#### Direction:
Return every line of the data below without any change, keeping the original order.

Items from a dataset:

=======

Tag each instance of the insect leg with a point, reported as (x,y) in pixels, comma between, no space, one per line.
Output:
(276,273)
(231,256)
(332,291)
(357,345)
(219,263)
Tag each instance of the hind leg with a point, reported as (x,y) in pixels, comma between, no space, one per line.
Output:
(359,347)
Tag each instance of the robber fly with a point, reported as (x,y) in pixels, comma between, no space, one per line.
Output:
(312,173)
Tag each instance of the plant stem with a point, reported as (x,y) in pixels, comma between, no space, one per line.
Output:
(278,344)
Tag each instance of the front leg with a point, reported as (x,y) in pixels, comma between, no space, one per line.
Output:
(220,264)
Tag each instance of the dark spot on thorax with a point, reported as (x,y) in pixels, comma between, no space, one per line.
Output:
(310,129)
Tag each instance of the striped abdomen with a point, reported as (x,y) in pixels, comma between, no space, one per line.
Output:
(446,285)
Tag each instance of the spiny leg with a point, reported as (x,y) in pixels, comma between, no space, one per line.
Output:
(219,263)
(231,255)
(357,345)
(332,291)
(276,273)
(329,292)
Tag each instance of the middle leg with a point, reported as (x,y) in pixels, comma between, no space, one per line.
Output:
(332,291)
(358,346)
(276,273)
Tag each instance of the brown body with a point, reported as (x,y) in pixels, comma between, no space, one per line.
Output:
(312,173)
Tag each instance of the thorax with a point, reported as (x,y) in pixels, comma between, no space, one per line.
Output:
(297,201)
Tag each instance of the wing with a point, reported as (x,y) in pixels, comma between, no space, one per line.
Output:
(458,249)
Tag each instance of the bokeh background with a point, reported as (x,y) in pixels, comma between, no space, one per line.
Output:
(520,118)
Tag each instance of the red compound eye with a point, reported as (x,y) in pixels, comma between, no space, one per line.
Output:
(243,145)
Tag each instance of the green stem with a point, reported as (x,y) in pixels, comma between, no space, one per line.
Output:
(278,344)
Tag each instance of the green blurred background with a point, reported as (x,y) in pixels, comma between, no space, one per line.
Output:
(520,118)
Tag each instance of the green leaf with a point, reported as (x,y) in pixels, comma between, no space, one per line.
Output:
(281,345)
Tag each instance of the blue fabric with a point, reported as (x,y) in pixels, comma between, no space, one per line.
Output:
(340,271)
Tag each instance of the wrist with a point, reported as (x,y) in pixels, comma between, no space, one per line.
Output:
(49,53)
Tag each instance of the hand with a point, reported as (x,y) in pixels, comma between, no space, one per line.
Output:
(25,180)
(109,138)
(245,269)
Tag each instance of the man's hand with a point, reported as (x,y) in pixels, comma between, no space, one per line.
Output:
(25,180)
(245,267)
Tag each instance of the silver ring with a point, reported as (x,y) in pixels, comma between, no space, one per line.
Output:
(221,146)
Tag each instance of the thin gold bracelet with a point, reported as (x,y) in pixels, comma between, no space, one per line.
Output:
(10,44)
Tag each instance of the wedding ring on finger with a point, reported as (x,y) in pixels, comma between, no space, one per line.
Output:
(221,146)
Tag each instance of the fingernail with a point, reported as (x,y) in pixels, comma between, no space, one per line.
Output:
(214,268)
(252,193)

=======

#### Full answer:
Tag each instance of the insect leg with a point, reported as (x,y) in pixels, comma between, no space, one per line.
Output:
(276,273)
(231,256)
(332,291)
(357,345)
(219,263)
Tag each instance of the hind leg with a point, reported as (x,y) in pixels, comma between, no space, one per line.
Output:
(359,347)
Tag each instance of the robber fly with a point, reported as (x,y) in pixels, comma between, no space, one per line.
Output:
(312,173)
Tag each instance of the plant stem with a point, reported as (x,y) in pixels, comma between, no space, one per line.
Output:
(278,344)
Tag each instance of the front leg with a point, reported as (x,y) in pixels, comma between, no space, one per line.
Output:
(220,264)
Tag each instance of the dark spot on thorax with a point, reported as (x,y) in pixels, comma between, no space, one per line.
Output:
(310,129)
Tag each instance of the striped abdomen with a point, reported as (x,y) in pixels, comma between, no space, one per line.
Output:
(446,285)
Tag each instance of the spiny leg with a point, reported as (x,y) in pixels, comma between, no space, one per line.
Output:
(219,263)
(231,255)
(357,345)
(332,291)
(276,273)
(329,292)
Tag each instance of the middle leg with a point, reported as (x,y) in pixels, comma between, no space, one per line.
Output:
(332,291)
(358,346)
(276,273)
Tag each instance of the brown body with a point, reported as (x,y) in pixels, comma between, no space, one per line.
Output:
(312,173)
Tag each instance of the thorax with a point, reported as (x,y) in pixels, comma between, no space, one per line.
Output:
(297,201)
Tag each instance of the wing with a point, reported as (x,y) in pixels, comma between, no space, one per line.
Output:
(458,249)
Tag each instance of the bokeh background with a point, reported as (x,y) in pixels, comma between, no space, one per line.
Output:
(520,118)
Tag each instance of the red compound eye with a point, reported as (x,y) in pixels, comma between, no space, one per line.
Output:
(243,145)
Tag each instance of the green stem with a point, reported as (x,y) in pixels, comma between, no space, one per line.
Output:
(278,344)
Tag each instance of the green blurred background with a point, reported as (x,y) in pixels, comma between, no space, one per line.
Output:
(520,118)
Tag each instance of the green leaf with a point, reported as (x,y) in pixels, comma between, no space, one per line.
Output:
(281,345)
Tag each instance of the blue fabric with a point, reported as (x,y) in pixels, comma between, no space, one per line.
Output:
(340,271)
Tag each instance of the wrist with a point, reported as (x,y) in pixels, comma between, no space, one per line.
Output:
(49,53)
Tag each instance of the hand with a point, reported as (x,y) in pixels, comma between, no space, one per line.
Output:
(25,180)
(109,138)
(245,269)
Tag each instance of the man's hand with a point, reported as (x,y) in pixels, comma between, no space, one per line.
Output:
(25,180)
(245,267)
Tag each instance of the silver ring with a point, reported as (x,y) in pixels, comma between, no space, one per line.
Output:
(221,146)
Tag each instance of the thin gold bracelet with a point, reported as (x,y) in pixels, comma between, no space, one per line.
Output:
(10,44)
Tag each instance of the wedding ring on finger with a point, reported as (x,y) in pixels, comma between, no space, one per line.
Output:
(221,146)
Tag each instance of the fingernail with a point, reported as (x,y) in pixels, comma between, no space, one per line.
Output:
(214,268)
(252,193)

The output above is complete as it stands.